■ Activity:
Please copy every line below that contains the string "Category".

■ Material shown:
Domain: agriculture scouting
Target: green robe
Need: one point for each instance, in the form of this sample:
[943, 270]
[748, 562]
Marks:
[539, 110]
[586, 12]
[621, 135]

* * *

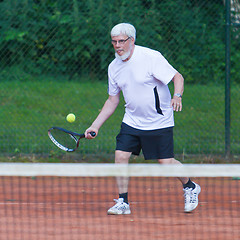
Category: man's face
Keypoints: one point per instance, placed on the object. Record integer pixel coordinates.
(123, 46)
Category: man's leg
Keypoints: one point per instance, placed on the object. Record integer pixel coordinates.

==

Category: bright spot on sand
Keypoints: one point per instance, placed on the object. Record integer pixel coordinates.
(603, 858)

■ Response:
Category: man's face
Category: man's leg
Category: bright spot on sand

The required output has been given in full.